▶ EXTRACTED TEXT
— Begin —
Reviewed by Dennis Schwartz

A tedious rip-off sci-fi film, itching to be another Matrix (or, maybe just a bearable flick!), that brazenly steals everything from Orwell’s 1984 novel and many other thinking man’s films, with the same Dystopian agenda, such as Fahrenheit 451. It offers for the viewers of the more low rent sci-fi films the required martial-arts fight sequences and plenty of metallic techno gadgetry; and, it appeals to a more arty audience by its cleverly created totalitarian gothic set design of mixing actual Berlin locations with CGI effects. Nevertheless, it fails overall to arouse interest dramatically, conceptually or inventively. I’ve seen this film’s theme played out too often (and in a more spirited way) in recent films to find its well-intentioned virtues necessarily welcome or pleasing. It only adds unneeded celluloid to an increasingly tired genre!
— End —
▶ WRITTEN EXERCISE A
Please list every line in the rows that contains the string "chair", treating case as significant.
The rows have no connection to the film review.

▶ DATA EXCERPTS
— Begin —
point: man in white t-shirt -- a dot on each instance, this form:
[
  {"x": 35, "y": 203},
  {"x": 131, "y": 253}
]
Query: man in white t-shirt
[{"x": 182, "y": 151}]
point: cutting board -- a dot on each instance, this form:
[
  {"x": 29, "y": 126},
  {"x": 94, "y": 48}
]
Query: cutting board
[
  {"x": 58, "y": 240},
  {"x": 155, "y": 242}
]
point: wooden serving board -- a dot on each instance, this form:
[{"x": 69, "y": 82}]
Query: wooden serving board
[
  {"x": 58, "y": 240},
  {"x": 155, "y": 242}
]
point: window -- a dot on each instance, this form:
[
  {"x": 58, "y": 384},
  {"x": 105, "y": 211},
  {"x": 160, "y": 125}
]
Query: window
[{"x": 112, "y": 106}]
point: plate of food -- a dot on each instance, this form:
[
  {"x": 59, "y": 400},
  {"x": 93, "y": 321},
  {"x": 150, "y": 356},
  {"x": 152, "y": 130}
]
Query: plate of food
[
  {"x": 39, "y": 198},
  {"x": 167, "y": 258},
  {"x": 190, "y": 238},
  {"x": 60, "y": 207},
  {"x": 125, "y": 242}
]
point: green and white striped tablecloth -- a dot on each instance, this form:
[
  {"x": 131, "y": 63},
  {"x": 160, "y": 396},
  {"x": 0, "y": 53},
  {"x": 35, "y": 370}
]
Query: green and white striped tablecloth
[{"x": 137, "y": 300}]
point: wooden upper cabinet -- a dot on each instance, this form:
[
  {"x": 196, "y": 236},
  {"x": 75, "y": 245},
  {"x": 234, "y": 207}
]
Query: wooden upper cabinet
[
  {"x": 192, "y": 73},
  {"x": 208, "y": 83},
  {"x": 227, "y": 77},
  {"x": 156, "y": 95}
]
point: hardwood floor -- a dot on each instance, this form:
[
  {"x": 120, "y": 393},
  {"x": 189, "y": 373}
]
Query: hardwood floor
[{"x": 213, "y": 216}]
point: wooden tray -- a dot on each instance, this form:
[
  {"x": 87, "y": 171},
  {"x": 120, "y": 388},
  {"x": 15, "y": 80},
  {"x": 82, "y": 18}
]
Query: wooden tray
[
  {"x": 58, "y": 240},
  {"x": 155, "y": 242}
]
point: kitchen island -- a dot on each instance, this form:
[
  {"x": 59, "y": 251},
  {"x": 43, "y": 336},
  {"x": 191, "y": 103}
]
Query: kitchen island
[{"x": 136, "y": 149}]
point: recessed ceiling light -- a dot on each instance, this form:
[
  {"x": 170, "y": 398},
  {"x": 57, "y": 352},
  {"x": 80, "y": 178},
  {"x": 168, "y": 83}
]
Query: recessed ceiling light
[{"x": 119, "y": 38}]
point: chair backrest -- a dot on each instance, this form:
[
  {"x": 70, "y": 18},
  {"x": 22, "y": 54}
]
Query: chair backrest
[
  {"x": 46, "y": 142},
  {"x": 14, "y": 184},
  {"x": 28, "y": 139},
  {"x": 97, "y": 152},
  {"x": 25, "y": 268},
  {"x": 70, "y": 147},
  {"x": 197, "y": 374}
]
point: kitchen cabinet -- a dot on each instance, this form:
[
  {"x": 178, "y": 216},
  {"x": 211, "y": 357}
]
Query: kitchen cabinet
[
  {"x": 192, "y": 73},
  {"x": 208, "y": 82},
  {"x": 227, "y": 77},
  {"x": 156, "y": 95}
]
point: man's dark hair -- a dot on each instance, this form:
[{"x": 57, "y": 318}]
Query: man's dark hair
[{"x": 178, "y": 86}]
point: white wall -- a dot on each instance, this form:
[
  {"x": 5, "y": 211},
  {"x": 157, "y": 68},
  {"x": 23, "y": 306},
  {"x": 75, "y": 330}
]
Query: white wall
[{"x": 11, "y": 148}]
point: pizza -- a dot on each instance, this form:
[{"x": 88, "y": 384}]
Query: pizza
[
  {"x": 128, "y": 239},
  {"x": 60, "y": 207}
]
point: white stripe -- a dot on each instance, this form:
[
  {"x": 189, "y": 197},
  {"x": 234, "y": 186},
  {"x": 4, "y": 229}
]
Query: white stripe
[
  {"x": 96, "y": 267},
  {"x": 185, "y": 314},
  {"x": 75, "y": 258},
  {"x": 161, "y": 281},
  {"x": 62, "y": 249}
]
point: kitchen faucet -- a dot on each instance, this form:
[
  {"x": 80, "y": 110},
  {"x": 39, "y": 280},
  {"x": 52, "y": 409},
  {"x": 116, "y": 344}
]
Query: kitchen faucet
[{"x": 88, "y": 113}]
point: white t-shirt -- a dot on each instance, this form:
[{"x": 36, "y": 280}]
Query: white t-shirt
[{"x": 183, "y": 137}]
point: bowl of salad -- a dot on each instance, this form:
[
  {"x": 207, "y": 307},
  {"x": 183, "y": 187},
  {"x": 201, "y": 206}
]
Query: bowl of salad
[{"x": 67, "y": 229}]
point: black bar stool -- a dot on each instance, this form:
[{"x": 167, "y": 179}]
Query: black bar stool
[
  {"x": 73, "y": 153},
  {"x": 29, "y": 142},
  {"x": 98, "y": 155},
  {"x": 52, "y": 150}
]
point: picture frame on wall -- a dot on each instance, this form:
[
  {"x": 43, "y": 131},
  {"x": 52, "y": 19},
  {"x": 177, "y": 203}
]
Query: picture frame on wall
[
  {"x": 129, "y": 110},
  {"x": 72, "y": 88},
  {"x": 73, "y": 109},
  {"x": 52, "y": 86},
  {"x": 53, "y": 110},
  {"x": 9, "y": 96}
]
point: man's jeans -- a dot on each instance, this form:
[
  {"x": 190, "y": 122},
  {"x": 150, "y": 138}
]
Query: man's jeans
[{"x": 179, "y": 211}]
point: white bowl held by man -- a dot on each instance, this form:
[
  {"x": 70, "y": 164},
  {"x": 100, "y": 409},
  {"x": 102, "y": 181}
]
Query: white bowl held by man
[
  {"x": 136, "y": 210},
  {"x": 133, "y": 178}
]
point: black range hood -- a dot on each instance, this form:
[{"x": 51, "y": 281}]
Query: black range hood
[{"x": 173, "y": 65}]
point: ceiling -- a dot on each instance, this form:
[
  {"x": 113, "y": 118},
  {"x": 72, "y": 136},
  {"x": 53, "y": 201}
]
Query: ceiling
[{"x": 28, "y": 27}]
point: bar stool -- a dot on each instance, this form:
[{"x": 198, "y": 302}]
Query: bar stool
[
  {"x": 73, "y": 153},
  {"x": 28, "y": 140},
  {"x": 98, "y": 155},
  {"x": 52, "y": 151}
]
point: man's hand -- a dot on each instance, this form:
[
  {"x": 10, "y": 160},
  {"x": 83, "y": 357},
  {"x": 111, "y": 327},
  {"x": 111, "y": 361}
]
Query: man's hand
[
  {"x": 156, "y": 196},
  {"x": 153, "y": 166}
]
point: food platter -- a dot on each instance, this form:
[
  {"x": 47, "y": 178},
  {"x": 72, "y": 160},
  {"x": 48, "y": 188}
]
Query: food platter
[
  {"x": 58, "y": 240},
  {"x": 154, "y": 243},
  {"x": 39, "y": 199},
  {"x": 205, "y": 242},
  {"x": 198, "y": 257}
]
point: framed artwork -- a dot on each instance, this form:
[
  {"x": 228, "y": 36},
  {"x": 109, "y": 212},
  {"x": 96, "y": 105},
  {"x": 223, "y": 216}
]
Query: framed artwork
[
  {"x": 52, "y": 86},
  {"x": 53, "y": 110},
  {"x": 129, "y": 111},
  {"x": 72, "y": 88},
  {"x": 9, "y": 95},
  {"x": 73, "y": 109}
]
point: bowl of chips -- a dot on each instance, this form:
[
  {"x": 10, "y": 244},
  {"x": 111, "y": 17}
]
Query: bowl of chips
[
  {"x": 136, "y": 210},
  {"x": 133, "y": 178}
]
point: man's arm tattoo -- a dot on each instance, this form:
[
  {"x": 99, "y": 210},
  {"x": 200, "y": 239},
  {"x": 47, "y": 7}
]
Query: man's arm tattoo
— End —
— Begin —
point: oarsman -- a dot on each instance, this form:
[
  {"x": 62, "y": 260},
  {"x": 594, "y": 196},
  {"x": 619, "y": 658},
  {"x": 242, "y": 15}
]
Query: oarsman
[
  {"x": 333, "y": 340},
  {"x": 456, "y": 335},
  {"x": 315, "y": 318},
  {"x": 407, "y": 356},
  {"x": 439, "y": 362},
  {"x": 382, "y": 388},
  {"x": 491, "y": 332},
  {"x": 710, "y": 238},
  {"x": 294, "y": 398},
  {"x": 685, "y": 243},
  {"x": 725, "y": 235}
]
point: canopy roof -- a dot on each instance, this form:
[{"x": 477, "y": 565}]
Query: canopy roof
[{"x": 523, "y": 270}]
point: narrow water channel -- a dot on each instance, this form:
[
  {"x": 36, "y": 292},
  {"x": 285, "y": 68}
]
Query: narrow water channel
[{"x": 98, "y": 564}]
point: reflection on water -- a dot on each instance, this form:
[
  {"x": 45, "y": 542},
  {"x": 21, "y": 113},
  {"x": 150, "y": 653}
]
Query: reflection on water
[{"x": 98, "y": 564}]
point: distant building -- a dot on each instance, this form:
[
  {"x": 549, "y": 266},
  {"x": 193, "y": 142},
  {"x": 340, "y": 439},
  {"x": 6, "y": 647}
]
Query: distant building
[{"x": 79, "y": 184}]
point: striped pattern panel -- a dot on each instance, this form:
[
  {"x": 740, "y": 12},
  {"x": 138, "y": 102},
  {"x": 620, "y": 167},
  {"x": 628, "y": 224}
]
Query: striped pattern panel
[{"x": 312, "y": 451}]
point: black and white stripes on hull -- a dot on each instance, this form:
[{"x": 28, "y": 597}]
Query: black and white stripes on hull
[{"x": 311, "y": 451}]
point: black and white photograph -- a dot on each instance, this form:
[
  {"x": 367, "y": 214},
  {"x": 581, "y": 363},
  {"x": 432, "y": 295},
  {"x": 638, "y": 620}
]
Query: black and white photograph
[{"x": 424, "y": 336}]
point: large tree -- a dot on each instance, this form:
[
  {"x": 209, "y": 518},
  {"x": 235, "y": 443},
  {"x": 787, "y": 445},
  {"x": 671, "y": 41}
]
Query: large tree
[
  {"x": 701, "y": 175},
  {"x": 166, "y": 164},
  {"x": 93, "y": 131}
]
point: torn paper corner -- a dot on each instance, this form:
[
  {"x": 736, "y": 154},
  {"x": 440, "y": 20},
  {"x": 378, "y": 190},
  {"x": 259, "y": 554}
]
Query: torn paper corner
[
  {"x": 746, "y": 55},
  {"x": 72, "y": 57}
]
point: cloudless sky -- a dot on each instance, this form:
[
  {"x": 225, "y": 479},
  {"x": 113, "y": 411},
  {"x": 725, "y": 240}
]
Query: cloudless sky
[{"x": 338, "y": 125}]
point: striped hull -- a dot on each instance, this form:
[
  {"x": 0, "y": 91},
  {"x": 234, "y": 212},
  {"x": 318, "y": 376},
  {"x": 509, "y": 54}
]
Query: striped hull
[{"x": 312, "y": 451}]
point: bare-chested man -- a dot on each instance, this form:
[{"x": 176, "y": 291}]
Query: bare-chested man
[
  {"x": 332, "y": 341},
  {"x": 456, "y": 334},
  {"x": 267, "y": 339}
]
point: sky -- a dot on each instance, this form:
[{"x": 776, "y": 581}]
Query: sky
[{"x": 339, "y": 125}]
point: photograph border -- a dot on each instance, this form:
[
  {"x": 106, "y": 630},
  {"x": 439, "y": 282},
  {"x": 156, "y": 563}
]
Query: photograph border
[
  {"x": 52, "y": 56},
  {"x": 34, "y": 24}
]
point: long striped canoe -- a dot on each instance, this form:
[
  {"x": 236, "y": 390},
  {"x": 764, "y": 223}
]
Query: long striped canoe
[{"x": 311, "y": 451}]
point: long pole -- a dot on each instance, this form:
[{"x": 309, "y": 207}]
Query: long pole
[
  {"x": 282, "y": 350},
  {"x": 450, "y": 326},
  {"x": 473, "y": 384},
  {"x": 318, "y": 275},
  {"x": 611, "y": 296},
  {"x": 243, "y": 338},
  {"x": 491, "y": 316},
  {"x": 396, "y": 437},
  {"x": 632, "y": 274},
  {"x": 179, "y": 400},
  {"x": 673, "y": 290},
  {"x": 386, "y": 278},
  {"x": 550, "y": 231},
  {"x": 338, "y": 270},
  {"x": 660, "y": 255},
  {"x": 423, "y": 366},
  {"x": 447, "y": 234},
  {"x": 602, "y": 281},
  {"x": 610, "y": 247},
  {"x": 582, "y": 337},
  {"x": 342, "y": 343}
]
— End —
— Begin —
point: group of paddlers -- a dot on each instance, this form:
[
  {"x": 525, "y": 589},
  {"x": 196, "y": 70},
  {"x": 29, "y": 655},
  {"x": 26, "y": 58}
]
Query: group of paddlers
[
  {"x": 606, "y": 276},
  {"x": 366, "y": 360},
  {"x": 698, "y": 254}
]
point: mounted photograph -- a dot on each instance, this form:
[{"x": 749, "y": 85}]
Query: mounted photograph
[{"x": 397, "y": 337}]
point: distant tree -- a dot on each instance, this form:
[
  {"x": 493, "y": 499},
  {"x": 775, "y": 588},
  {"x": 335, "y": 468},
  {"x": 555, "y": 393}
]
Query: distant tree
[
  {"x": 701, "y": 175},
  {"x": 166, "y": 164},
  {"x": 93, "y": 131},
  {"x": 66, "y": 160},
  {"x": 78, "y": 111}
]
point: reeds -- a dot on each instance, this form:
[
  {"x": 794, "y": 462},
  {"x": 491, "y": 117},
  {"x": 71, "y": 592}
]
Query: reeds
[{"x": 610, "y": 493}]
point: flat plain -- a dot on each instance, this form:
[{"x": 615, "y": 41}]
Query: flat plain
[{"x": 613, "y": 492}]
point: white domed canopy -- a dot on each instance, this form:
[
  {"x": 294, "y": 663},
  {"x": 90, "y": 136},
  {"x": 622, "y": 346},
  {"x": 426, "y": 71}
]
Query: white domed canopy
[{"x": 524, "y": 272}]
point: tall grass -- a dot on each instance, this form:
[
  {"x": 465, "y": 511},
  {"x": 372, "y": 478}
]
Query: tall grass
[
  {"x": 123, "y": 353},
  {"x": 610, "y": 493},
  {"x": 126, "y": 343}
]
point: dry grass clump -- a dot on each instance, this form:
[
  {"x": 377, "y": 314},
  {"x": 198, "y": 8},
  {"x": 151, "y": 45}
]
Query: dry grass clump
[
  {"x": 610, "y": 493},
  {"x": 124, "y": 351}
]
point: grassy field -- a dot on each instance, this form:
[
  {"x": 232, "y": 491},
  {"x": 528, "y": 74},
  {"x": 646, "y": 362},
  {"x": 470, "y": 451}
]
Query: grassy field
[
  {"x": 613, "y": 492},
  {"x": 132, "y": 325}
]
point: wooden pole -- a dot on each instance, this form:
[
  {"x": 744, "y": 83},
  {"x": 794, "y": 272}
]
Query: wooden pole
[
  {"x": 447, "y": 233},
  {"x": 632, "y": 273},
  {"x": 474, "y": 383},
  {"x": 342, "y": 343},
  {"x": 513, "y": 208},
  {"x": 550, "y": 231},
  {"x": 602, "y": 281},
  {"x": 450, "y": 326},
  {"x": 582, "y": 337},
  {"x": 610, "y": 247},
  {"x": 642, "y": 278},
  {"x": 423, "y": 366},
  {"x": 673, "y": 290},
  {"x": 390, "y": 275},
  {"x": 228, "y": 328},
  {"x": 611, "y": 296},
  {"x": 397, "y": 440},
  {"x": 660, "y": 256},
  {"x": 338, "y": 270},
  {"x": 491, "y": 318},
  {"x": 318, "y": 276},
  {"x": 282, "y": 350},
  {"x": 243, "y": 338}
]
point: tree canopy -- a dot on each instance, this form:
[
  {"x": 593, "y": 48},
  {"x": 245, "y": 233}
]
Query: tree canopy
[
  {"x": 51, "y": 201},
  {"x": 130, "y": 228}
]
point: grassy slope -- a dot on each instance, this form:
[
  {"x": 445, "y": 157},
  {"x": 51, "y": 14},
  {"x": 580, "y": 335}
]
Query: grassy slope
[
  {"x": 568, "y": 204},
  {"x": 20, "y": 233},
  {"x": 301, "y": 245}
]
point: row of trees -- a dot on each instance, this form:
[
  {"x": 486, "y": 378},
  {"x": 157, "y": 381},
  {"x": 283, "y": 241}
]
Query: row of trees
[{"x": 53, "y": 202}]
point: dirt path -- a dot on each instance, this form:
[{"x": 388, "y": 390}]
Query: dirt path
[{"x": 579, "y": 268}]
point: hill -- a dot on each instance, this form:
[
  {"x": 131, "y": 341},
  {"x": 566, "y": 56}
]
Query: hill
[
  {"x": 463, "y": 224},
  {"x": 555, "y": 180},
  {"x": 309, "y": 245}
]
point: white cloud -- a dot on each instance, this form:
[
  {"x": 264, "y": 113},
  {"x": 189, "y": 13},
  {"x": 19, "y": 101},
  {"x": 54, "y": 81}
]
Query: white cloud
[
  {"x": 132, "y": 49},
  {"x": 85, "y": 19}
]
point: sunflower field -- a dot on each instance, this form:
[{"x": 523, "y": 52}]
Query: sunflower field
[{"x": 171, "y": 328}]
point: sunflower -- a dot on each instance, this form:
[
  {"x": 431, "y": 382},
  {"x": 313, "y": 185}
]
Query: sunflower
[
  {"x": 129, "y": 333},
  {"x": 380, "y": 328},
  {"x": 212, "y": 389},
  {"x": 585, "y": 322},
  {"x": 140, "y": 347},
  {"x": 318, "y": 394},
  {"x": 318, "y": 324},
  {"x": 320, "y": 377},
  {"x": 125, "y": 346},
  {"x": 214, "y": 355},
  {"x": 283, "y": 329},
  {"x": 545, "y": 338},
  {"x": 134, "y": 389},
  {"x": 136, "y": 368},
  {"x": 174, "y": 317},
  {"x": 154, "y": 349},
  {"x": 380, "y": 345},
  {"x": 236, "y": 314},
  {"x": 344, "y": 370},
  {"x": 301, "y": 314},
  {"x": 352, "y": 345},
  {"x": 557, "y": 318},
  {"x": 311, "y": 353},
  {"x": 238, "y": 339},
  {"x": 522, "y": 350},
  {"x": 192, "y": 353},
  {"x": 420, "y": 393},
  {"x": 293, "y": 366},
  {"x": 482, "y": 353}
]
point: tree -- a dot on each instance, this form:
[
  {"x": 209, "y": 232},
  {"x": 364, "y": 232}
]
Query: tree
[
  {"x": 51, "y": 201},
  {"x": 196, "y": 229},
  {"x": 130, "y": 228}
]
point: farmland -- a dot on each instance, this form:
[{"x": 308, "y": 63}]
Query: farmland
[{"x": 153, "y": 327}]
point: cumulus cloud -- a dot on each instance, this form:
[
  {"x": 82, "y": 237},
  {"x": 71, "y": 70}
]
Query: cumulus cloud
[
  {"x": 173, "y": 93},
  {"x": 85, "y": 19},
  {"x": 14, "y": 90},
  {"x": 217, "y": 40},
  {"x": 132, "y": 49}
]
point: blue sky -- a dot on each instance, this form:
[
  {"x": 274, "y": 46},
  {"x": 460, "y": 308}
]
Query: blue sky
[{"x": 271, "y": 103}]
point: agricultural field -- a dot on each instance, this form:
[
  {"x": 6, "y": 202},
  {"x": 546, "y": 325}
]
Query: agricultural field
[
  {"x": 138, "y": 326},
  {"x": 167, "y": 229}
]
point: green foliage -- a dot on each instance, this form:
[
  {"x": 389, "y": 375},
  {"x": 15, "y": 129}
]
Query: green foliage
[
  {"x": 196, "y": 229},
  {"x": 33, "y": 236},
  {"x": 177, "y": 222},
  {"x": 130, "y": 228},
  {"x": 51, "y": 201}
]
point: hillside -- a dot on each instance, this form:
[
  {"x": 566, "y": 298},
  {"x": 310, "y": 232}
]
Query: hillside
— End —
▶ WRITTEN EXERCISE B
Carry the film review on from its last sentence.

▶ WRITTEN REPLY A
point: chair backrest -- a dot on each instance, this form:
Query: chair backrest

▶ WRITTEN REPLY B
Director-writer Kurt Wimmer (1995-“One Man’s Justice”), a screenwriter for such films as the 1998-“Sphere,” the 1999-“The Thomas Crown Affair” and the 2003-“The Recruit,” never got this ‘baby’ off the ground. The banal dialogue was risible (a prime example has the humanist heroine played by Emily Watson in all seriousness state: “Without love, breath is just a clock ticking”), the main action hero, Christian Bale, was miscast. His stiff actions were too self-conscious and deliberate to fill the role of an action hero. The bleak settings were uninspiring; the overall grey effect was more stunting than enlightening. What becomes most annoying is that it strings together a bunch of clichés from just about every sci-fi film and the melodrama never becomes anything more than a silly exercise in acting silly. It’s a film that, quite frankly, offers little entertainment value or much of anything else (it even fails to answer most of the challenging questions it raises about state-controlled suppression).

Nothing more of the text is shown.